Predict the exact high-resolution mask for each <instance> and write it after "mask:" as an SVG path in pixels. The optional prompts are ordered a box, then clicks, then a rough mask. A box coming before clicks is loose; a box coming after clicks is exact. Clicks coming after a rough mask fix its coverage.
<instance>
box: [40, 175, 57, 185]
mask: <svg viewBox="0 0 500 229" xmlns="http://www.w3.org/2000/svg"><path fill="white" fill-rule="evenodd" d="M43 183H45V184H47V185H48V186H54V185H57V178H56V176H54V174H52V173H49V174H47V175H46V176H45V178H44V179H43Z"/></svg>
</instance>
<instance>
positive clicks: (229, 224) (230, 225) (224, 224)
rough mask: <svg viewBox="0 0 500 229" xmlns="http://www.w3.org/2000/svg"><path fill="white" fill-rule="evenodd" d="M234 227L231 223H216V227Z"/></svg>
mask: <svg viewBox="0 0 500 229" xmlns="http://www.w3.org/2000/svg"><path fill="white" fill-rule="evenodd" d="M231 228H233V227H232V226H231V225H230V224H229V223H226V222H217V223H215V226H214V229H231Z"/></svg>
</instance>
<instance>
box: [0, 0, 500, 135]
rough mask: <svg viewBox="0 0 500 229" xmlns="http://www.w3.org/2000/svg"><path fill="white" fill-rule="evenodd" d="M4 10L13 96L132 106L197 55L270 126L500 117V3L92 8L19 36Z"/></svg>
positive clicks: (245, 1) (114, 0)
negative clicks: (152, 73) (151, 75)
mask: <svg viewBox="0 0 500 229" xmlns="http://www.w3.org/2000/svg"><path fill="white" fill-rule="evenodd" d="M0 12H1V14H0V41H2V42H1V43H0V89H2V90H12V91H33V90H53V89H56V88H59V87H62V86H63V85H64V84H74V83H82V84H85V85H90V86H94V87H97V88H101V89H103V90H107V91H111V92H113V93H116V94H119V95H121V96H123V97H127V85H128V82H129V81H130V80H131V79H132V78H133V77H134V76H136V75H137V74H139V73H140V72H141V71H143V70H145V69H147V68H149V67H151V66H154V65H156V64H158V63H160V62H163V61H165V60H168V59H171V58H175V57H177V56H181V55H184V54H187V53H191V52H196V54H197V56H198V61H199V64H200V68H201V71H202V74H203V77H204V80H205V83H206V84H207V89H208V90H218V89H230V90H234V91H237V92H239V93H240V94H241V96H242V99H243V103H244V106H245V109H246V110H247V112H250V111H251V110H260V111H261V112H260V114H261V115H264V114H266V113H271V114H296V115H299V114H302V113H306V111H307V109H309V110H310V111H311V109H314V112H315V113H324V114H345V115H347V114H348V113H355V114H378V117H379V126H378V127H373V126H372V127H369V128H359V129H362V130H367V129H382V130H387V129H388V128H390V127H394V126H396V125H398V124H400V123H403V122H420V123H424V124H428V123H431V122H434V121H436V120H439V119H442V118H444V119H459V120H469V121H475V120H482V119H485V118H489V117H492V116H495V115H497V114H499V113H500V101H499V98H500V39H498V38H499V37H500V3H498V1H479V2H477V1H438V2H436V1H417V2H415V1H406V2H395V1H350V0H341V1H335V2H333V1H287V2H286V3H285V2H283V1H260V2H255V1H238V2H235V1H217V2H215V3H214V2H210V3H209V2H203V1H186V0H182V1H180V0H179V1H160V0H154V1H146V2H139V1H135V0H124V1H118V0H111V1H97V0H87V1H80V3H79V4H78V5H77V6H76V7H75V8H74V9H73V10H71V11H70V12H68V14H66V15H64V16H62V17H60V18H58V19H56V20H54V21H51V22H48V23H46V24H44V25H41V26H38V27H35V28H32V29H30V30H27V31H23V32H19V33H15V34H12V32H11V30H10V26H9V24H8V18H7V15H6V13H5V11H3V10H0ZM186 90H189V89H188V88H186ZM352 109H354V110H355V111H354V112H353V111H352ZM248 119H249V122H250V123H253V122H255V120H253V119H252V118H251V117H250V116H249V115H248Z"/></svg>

Written task
Make an exact copy of all the data.

Reply to the exercise
Predict the exact high-resolution mask for each <instance> and write it after "mask:" as an SVG path in pixels. The optional prompts are ordered a box, then clicks, then a rough mask. A box coming before clicks is loose; a box coming after clicks is exact. Clicks coming after a rough mask fix its coverage.
<instance>
box: [40, 175, 57, 185]
mask: <svg viewBox="0 0 500 229" xmlns="http://www.w3.org/2000/svg"><path fill="white" fill-rule="evenodd" d="M43 183H45V184H47V185H48V186H54V185H57V178H56V176H54V174H52V173H49V174H47V175H46V176H45V178H44V179H43Z"/></svg>
</instance>
<instance>
positive clicks: (229, 224) (230, 225) (224, 224)
rough mask: <svg viewBox="0 0 500 229" xmlns="http://www.w3.org/2000/svg"><path fill="white" fill-rule="evenodd" d="M234 227L231 223H216V227Z"/></svg>
mask: <svg viewBox="0 0 500 229" xmlns="http://www.w3.org/2000/svg"><path fill="white" fill-rule="evenodd" d="M231 228H233V227H232V226H231V225H230V224H229V223H226V222H217V223H215V226H214V229H231Z"/></svg>
</instance>
<instance>
box: [0, 0, 500, 135]
rough mask: <svg viewBox="0 0 500 229" xmlns="http://www.w3.org/2000/svg"><path fill="white" fill-rule="evenodd" d="M4 10L13 96L132 106L197 55L270 126L500 117V3L92 8L19 36Z"/></svg>
positive clicks: (245, 1) (114, 0)
negative clicks: (152, 73) (151, 75)
mask: <svg viewBox="0 0 500 229" xmlns="http://www.w3.org/2000/svg"><path fill="white" fill-rule="evenodd" d="M0 12H1V14H0V41H2V42H1V43H0V89H2V90H12V91H33V90H53V89H56V88H59V87H62V86H63V85H64V84H74V83H82V84H85V85H90V86H94V87H97V88H101V89H103V90H107V91H111V92H113V93H116V94H119V95H121V96H123V97H127V85H128V82H129V81H130V80H131V79H132V78H133V77H134V76H136V75H137V74H139V73H140V72H141V71H143V70H145V69H147V68H149V67H151V66H154V65H156V64H158V63H160V62H163V61H165V60H168V59H171V58H175V57H177V56H181V55H184V54H187V53H191V52H196V54H197V56H198V61H199V64H200V68H201V71H202V74H203V77H204V80H205V83H206V84H207V89H208V90H218V89H230V90H234V91H237V92H239V93H240V94H241V96H242V99H243V103H244V106H245V109H246V110H247V112H250V111H251V110H260V111H261V112H260V114H261V115H264V114H266V113H271V114H296V115H299V114H302V113H306V111H307V109H309V110H310V111H311V109H314V112H315V113H324V114H345V115H347V114H348V113H355V114H378V117H379V126H378V127H373V126H372V127H369V128H359V129H362V130H367V129H382V130H387V129H388V128H390V127H394V126H396V125H398V124H400V123H403V122H420V123H424V124H428V123H431V122H434V121H436V120H439V119H442V118H444V119H459V120H469V121H475V120H482V119H485V118H489V117H492V116H495V115H497V114H499V113H500V101H499V98H500V39H498V38H499V37H500V3H498V1H479V2H477V1H438V2H436V1H417V2H415V1H406V2H395V1H350V0H341V1H335V2H333V1H287V2H286V3H285V2H283V1H260V2H255V1H238V2H235V1H217V2H215V3H214V2H210V3H209V2H203V1H186V0H182V1H180V0H179V1H160V0H154V1H146V2H139V1H135V0H124V1H118V0H111V1H97V0H87V1H80V3H79V4H78V5H77V6H76V7H75V8H74V9H73V10H71V11H70V12H68V14H66V15H64V16H62V17H60V18H58V19H56V20H54V21H51V22H48V23H46V24H44V25H41V26H38V27H35V28H32V29H30V30H27V31H23V32H19V33H15V34H12V32H11V30H10V26H9V24H8V18H7V15H6V13H5V11H3V10H0ZM186 90H189V89H188V88H186ZM352 109H354V110H355V111H354V112H353V111H352ZM248 119H249V122H250V123H253V122H255V120H253V119H252V118H251V117H250V116H249V115H248Z"/></svg>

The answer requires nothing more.